Material fornecido:
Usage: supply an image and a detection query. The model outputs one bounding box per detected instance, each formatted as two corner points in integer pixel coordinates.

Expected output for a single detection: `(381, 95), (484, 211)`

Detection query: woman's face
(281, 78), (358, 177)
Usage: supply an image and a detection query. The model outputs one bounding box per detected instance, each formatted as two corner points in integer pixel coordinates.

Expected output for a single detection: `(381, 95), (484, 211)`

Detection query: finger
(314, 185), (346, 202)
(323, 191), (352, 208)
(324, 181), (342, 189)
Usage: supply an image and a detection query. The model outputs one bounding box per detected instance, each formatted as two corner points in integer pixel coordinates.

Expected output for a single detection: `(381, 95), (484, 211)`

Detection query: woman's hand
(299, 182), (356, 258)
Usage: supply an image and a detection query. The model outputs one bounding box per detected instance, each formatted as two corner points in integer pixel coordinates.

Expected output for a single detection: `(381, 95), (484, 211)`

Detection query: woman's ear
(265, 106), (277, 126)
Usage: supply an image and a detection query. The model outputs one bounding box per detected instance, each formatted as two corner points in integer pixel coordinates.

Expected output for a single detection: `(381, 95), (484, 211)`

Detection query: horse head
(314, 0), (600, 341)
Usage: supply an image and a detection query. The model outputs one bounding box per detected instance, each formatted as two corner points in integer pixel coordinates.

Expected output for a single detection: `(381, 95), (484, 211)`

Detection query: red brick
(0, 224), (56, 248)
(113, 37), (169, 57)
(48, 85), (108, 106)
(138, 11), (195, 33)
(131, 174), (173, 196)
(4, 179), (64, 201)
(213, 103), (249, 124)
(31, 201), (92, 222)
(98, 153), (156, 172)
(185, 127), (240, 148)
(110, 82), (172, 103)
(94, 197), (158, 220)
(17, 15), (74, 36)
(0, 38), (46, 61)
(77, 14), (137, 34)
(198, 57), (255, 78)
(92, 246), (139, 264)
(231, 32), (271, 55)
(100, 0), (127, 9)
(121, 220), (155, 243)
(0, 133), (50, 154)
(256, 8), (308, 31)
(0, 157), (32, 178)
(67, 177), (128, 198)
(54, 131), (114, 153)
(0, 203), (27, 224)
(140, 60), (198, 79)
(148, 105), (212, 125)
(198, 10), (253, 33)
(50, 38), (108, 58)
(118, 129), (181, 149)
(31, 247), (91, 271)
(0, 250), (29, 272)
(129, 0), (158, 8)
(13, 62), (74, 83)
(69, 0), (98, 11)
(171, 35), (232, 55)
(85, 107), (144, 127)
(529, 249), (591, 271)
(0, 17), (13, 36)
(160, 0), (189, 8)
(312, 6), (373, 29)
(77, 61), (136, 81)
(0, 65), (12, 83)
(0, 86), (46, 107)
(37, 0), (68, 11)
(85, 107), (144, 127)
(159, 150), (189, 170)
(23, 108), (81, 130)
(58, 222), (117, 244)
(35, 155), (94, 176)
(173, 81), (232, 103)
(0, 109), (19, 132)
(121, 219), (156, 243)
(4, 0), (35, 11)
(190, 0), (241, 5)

Enunciado da tarefa: Coloque todas as linhas do material acima em uma lista JSON de strings, com uma string para cada linha e sem as linhas em branco.

Solução completa:
[
  "Usage: supply an image and a detection query. The model outputs one bounding box per detected instance, each formatted as two corner points in integer pixel coordinates.",
  "Expected output for a single detection: `(381, 95), (484, 211)`",
  "Detection query: woman's face",
  "(281, 78), (358, 177)",
  "Usage: supply an image and a detection query. The model outputs one bounding box per detected instance, each formatted as two corner points in integer pixel coordinates.",
  "Expected output for a single detection: `(381, 95), (484, 211)`",
  "Detection query: finger",
  "(314, 185), (346, 202)",
  "(323, 191), (352, 208)",
  "(324, 181), (342, 189)",
  "Usage: supply an image and a detection query. The model outputs one bounding box per detected instance, each formatted as two corner points in integer pixel coordinates.",
  "Expected output for a single detection: `(381, 95), (484, 211)`",
  "Detection query: woman's hand",
  "(299, 182), (356, 258)",
  "Usage: supply an image and a detection query. The model outputs one bounding box per detected instance, each formatted as two corner points in integer pixel coordinates.",
  "Expected output for a single detection: `(381, 95), (484, 211)`",
  "Detection query: woman's ear",
  "(265, 106), (277, 126)",
  "Usage: supply an image and a detection query. The model outputs one bounding box per detected instance, each formatted as two corner points in integer pixel coordinates.",
  "Expected output for a single detection: `(381, 95), (484, 211)`",
  "Detection query: horse head",
  "(314, 0), (600, 341)",
  "Usage: supply an image and a detection query. The model outputs one bounding box per detected instance, each formatted as two corner points in integer pixel coordinates.",
  "Expected output for a single detection: `(381, 95), (484, 211)`",
  "Detection query: red brick",
  "(0, 224), (56, 248)",
  "(113, 37), (169, 57)",
  "(48, 85), (108, 106)",
  "(138, 11), (195, 33)",
  "(131, 174), (173, 196)",
  "(4, 179), (64, 201)",
  "(213, 103), (249, 124)",
  "(31, 201), (92, 222)",
  "(98, 153), (156, 172)",
  "(185, 127), (240, 148)",
  "(110, 82), (172, 103)",
  "(94, 197), (158, 220)",
  "(17, 15), (74, 36)",
  "(0, 38), (46, 61)",
  "(77, 14), (137, 34)",
  "(198, 57), (255, 78)",
  "(92, 246), (139, 264)",
  "(231, 32), (271, 55)",
  "(100, 0), (127, 9)",
  "(121, 220), (155, 243)",
  "(0, 133), (50, 154)",
  "(256, 8), (308, 31)",
  "(0, 157), (32, 178)",
  "(67, 177), (128, 198)",
  "(54, 131), (114, 153)",
  "(0, 203), (27, 224)",
  "(140, 60), (198, 79)",
  "(148, 105), (212, 125)",
  "(198, 10), (253, 33)",
  "(50, 38), (108, 58)",
  "(118, 129), (181, 149)",
  "(31, 247), (91, 271)",
  "(0, 250), (29, 272)",
  "(129, 0), (158, 8)",
  "(13, 62), (74, 83)",
  "(69, 0), (98, 11)",
  "(171, 35), (232, 55)",
  "(85, 107), (144, 127)",
  "(529, 249), (591, 271)",
  "(0, 17), (13, 36)",
  "(160, 0), (189, 8)",
  "(312, 6), (373, 29)",
  "(77, 61), (136, 81)",
  "(0, 65), (12, 83)",
  "(0, 86), (46, 107)",
  "(37, 0), (68, 11)",
  "(85, 107), (144, 127)",
  "(159, 150), (189, 170)",
  "(23, 108), (81, 130)",
  "(58, 222), (117, 244)",
  "(35, 155), (94, 176)",
  "(173, 81), (232, 103)",
  "(0, 109), (19, 132)",
  "(121, 219), (156, 243)",
  "(4, 0), (35, 11)",
  "(190, 0), (241, 5)"
]